• _EXERCISE_: Write out the records below line for line, with no changes, omitting the pictures.

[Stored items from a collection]
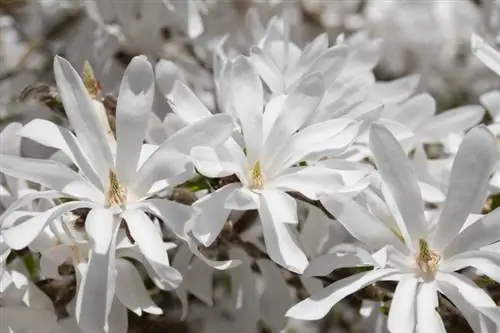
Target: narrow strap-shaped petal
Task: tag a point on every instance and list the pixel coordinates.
(97, 287)
(399, 176)
(130, 289)
(82, 116)
(150, 242)
(22, 234)
(403, 314)
(473, 164)
(133, 108)
(247, 102)
(281, 240)
(356, 219)
(50, 135)
(320, 303)
(428, 319)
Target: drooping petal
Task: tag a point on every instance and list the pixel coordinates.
(133, 108)
(399, 176)
(281, 240)
(320, 303)
(207, 225)
(50, 135)
(276, 299)
(82, 116)
(483, 232)
(247, 101)
(403, 314)
(486, 262)
(298, 108)
(428, 319)
(97, 287)
(457, 120)
(51, 174)
(22, 234)
(355, 218)
(186, 104)
(173, 214)
(130, 289)
(473, 164)
(150, 242)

• _RESULT OF THE TASK_:
Target: narrow strap-shaped petal
Task: tag a point on every instance and list the pixel coordinates.
(97, 287)
(399, 176)
(130, 289)
(82, 116)
(150, 242)
(22, 234)
(403, 314)
(473, 164)
(133, 108)
(247, 102)
(281, 240)
(356, 219)
(50, 135)
(320, 303)
(428, 319)
Target: drooping petal
Task: tag a point on every instance and list the pixel coordinates.
(133, 108)
(399, 176)
(281, 240)
(320, 303)
(207, 225)
(50, 135)
(276, 299)
(82, 116)
(483, 232)
(247, 101)
(403, 314)
(486, 262)
(298, 108)
(428, 319)
(97, 287)
(457, 120)
(51, 174)
(22, 234)
(355, 218)
(186, 104)
(173, 214)
(130, 289)
(473, 164)
(150, 242)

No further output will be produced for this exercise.